• [ASSIGNED TASK]:
Copy out all lines in the material below that contain the string "foliage".

• [SOURCE INFORMATION]:
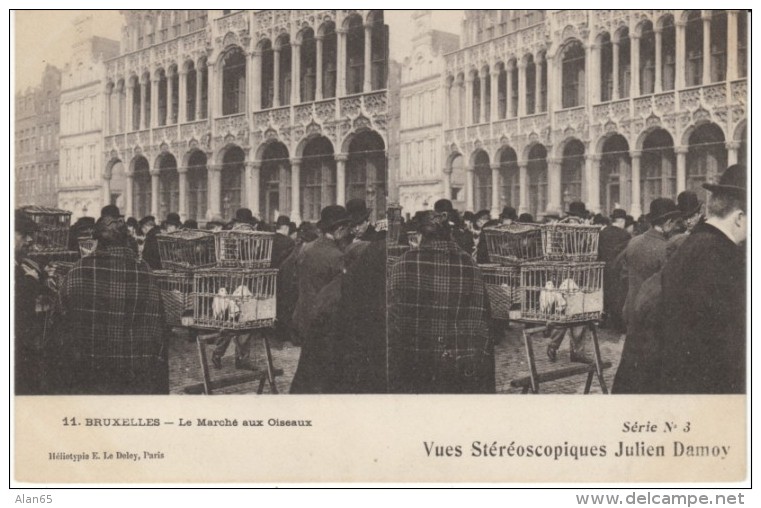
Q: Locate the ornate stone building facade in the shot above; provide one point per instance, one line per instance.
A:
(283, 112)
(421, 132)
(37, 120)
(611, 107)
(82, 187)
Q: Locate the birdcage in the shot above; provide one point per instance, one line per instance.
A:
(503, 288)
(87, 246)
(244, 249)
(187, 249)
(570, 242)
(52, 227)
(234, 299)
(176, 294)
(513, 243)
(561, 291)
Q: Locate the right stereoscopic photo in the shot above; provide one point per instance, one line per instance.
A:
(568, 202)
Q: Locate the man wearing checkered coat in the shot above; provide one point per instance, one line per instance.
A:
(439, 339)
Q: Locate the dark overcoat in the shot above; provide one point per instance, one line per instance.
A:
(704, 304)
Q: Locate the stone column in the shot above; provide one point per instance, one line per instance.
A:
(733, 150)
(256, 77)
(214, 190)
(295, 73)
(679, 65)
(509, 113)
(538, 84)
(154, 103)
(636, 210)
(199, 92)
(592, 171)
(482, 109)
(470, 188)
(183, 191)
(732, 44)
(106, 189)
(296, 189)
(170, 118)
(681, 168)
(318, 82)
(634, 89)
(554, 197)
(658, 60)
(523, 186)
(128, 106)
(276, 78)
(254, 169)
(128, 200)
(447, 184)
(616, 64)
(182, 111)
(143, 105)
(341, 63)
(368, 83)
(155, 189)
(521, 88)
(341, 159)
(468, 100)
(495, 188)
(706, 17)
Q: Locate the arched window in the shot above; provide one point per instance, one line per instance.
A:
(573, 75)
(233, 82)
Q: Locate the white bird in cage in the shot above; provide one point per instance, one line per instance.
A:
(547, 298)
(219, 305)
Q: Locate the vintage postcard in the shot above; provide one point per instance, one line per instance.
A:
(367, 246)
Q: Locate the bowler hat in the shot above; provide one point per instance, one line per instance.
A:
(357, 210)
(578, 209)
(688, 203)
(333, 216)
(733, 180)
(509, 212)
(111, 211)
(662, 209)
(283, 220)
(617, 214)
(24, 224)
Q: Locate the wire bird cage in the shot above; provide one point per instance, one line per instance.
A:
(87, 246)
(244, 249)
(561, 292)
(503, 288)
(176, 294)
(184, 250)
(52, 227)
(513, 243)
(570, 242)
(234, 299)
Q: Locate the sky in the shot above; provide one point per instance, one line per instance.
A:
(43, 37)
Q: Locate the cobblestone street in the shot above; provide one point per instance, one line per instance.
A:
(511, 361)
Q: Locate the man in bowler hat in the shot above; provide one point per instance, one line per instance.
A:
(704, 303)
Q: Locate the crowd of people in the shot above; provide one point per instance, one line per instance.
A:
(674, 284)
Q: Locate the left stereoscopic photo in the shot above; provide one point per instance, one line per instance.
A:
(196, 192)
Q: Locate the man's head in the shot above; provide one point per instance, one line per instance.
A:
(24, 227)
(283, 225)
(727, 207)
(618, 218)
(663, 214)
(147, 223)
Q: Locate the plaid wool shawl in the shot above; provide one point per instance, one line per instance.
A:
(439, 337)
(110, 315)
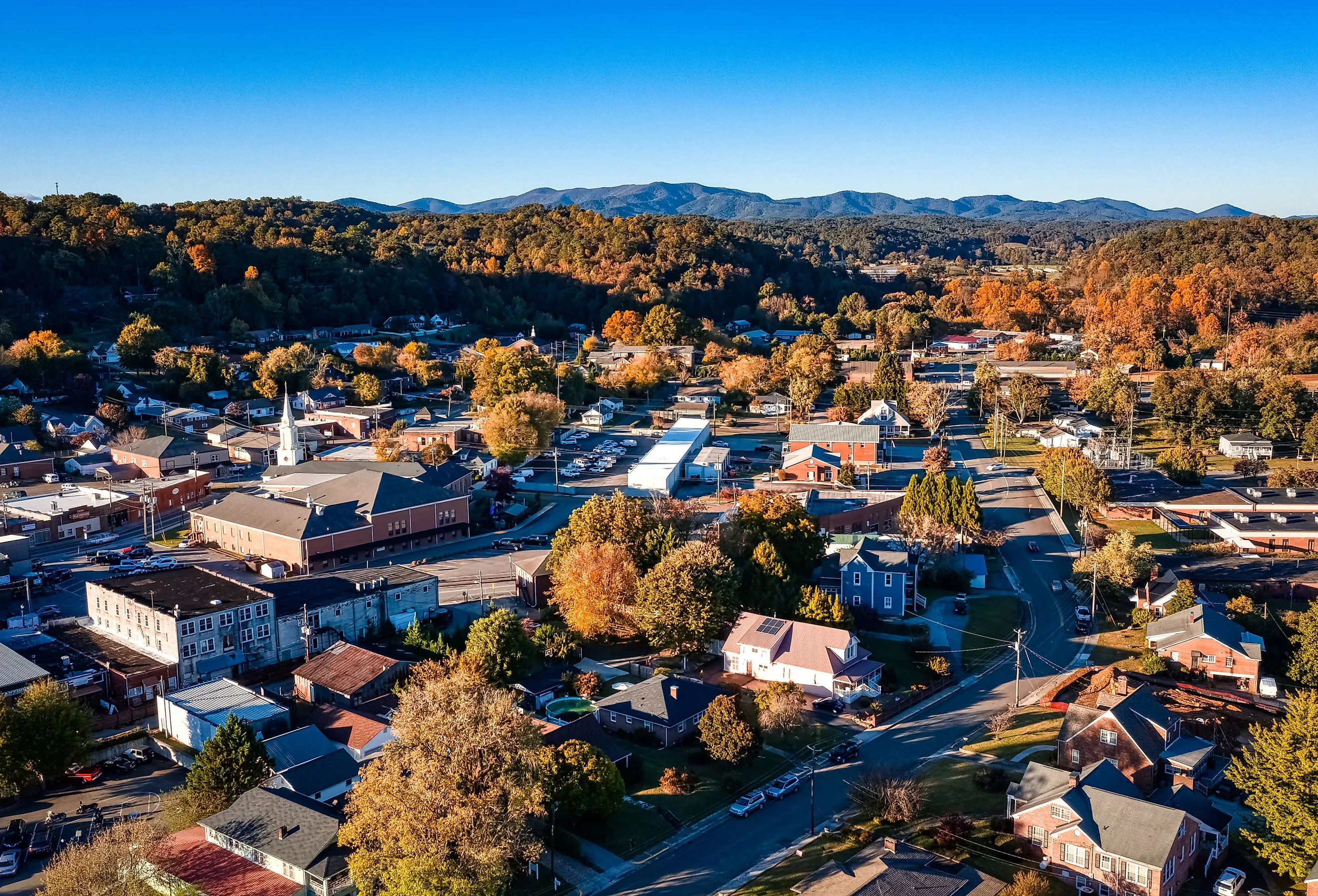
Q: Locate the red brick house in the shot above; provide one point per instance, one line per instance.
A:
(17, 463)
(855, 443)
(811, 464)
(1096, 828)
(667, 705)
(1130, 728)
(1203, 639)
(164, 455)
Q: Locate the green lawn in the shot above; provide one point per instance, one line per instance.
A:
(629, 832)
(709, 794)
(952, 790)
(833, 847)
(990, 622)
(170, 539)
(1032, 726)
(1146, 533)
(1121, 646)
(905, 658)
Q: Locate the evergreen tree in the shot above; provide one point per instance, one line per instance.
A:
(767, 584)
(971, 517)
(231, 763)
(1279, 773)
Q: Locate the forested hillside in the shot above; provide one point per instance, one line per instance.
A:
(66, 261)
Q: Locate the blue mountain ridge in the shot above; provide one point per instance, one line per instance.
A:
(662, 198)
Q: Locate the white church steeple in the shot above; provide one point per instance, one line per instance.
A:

...

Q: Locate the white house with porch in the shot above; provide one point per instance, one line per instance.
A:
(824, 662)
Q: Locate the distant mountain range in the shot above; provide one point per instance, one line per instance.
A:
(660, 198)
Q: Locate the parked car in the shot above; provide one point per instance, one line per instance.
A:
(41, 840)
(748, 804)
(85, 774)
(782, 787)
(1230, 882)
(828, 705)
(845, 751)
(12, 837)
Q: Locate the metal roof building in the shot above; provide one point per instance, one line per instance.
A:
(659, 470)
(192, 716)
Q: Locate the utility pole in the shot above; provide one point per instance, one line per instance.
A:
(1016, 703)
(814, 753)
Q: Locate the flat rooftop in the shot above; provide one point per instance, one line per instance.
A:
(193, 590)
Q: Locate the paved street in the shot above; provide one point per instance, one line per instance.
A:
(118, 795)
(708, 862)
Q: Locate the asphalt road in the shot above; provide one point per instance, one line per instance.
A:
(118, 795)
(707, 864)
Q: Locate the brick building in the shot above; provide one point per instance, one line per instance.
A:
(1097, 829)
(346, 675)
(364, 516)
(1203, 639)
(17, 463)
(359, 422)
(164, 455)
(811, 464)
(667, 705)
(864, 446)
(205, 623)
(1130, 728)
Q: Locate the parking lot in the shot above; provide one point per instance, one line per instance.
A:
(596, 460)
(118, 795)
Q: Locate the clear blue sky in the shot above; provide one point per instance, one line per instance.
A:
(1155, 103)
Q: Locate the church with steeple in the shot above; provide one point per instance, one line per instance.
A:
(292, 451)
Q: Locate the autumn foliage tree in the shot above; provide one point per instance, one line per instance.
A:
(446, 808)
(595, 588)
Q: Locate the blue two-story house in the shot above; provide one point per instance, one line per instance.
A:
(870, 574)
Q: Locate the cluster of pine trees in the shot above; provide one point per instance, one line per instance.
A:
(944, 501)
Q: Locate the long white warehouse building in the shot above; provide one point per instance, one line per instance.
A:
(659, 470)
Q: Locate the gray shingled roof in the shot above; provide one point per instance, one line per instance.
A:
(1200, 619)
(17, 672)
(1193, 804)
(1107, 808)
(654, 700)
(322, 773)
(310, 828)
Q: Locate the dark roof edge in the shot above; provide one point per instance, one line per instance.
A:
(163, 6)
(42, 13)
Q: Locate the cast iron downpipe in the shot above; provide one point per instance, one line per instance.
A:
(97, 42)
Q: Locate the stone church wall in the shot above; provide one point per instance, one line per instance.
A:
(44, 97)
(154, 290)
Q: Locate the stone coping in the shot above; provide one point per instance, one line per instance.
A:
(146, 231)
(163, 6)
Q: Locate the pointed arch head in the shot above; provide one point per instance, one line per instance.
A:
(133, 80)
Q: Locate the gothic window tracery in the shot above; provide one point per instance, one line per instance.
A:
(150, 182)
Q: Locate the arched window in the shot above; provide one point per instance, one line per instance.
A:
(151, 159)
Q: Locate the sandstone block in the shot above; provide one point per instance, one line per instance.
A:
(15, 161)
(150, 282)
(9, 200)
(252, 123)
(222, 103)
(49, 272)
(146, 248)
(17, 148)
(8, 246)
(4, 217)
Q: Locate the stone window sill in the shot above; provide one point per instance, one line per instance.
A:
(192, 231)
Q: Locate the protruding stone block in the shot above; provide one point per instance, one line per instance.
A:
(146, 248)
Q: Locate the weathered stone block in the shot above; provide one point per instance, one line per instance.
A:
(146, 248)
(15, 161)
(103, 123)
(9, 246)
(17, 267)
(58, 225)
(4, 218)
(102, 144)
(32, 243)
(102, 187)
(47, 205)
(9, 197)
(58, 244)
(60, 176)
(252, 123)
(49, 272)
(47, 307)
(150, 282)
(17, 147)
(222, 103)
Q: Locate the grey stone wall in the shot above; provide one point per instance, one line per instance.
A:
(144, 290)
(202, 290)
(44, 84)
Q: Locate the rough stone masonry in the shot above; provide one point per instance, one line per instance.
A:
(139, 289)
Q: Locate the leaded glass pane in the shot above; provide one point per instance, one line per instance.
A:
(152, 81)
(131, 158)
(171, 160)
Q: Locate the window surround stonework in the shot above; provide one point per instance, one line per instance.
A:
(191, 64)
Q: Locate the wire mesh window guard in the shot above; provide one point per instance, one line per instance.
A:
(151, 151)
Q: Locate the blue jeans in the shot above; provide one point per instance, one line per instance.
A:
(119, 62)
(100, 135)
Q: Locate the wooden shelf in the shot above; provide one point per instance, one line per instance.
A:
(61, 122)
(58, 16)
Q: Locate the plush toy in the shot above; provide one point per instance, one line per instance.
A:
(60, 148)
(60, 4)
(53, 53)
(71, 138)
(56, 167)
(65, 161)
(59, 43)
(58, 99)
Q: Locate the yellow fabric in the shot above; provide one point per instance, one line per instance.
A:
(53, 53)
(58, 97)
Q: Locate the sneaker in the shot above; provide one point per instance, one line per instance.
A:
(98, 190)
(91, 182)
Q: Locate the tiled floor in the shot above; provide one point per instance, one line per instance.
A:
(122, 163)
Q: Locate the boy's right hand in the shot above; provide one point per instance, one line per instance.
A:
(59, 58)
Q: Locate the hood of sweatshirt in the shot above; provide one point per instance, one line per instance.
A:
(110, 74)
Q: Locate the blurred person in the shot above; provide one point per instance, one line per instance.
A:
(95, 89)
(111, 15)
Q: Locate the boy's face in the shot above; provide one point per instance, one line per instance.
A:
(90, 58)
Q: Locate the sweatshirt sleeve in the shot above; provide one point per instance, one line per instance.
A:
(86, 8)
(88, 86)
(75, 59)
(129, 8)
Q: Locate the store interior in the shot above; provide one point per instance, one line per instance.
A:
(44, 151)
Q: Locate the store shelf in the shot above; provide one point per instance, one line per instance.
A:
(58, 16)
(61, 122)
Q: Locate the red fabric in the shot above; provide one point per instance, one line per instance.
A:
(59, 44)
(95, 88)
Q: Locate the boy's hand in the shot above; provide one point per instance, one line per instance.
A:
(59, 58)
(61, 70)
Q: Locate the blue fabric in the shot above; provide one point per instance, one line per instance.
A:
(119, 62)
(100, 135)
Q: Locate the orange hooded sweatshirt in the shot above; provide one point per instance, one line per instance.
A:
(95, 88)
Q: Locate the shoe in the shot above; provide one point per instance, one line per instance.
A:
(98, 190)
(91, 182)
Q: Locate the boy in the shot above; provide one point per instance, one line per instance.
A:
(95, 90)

==

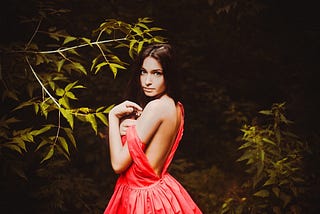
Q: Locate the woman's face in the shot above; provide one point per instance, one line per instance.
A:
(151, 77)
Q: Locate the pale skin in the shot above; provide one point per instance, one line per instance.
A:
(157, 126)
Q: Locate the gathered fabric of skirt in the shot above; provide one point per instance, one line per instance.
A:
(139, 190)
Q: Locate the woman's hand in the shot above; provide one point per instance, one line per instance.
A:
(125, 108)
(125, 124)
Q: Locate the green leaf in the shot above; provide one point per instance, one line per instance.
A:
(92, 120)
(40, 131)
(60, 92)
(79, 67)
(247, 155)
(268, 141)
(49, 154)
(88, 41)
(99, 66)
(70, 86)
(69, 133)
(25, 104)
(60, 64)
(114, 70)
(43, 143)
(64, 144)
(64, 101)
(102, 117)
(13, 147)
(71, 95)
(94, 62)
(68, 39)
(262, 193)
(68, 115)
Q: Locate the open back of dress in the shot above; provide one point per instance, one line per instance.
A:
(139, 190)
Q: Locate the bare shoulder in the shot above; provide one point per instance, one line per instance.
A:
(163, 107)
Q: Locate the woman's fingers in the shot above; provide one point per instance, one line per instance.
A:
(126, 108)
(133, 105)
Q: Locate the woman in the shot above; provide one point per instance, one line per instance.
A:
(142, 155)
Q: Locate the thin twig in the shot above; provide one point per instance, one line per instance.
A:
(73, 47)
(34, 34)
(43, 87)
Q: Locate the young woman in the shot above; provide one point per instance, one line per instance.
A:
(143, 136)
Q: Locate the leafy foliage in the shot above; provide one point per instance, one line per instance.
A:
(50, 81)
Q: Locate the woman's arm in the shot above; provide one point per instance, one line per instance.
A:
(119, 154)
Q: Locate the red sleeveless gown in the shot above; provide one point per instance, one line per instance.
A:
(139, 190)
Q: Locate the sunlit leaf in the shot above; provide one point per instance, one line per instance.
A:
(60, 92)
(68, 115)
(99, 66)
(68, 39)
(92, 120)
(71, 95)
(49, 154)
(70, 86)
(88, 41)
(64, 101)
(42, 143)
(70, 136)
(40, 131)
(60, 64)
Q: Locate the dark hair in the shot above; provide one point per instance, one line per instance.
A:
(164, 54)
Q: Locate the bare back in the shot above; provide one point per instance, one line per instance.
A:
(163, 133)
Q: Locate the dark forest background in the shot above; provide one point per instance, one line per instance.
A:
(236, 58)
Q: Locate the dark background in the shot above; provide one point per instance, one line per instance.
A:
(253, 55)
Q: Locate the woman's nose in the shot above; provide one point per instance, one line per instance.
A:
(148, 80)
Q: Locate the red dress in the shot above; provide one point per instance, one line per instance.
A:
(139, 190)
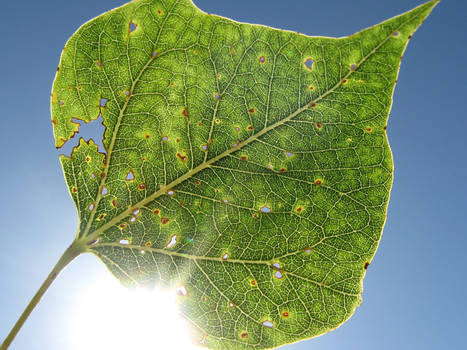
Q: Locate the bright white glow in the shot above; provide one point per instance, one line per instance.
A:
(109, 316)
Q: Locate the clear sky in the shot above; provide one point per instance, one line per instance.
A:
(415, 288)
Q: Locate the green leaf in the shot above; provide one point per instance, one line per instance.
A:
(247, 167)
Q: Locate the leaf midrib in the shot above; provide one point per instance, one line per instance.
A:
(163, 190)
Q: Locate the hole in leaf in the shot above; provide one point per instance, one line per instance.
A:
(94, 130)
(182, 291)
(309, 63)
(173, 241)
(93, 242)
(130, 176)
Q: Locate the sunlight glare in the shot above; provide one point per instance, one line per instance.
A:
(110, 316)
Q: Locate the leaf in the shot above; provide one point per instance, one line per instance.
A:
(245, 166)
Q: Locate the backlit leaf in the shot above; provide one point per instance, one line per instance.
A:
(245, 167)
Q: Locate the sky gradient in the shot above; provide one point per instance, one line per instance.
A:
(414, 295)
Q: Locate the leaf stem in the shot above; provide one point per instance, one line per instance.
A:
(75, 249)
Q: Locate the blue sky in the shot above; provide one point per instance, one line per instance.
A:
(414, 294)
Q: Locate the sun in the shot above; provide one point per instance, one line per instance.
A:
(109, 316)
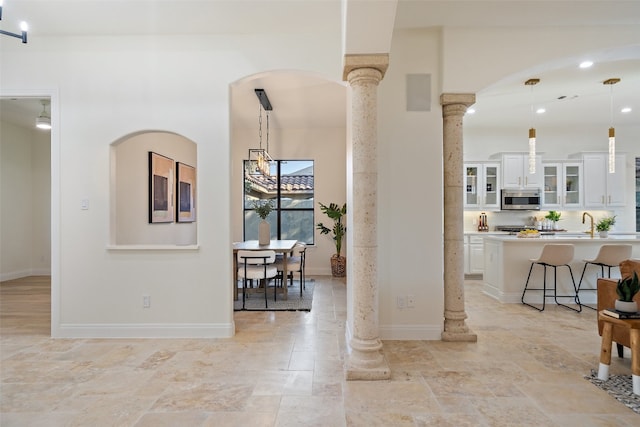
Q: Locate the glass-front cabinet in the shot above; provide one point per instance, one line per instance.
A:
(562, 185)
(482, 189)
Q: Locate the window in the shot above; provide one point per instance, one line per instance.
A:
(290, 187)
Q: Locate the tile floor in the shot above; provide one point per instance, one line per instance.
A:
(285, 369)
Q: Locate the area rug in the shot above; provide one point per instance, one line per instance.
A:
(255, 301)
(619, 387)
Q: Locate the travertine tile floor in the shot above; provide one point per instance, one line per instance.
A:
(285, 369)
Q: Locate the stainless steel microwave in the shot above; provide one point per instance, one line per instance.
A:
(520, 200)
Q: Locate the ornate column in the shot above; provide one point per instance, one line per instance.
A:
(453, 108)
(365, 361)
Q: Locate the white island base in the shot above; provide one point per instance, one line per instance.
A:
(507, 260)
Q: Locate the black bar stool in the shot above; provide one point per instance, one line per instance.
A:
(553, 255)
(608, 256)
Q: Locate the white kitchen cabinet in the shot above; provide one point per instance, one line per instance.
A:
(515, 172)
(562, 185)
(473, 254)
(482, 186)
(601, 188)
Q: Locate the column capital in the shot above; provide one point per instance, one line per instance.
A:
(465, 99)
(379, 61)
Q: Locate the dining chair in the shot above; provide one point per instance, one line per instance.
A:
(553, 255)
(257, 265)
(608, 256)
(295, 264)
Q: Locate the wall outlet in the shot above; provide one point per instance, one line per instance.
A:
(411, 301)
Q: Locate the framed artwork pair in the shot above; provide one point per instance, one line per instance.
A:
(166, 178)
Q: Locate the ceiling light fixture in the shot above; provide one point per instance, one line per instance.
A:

• [SOLVED PROBLEM]:
Q: Locate the autumn foliage tree in the shot above; provide one point per instance, one line per instance.
Q: Locate the leafy foliage in the shot above; provide one point per instance, one line per instance.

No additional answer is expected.